[Dataset rows]
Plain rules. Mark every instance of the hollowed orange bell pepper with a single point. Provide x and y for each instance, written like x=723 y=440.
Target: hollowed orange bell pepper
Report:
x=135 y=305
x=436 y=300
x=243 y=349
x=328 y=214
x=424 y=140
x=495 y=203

### Exercise brief:
Quote the entries above verbatim, line for line.

### Finished exercise:
Plain rules. Mark every instance of the hollowed orange bell pepper with a single point. Provide x and y for each instance, written like x=723 y=440.
Target: hollowed orange bell pepper
Report:
x=135 y=305
x=436 y=300
x=243 y=349
x=328 y=214
x=424 y=140
x=495 y=203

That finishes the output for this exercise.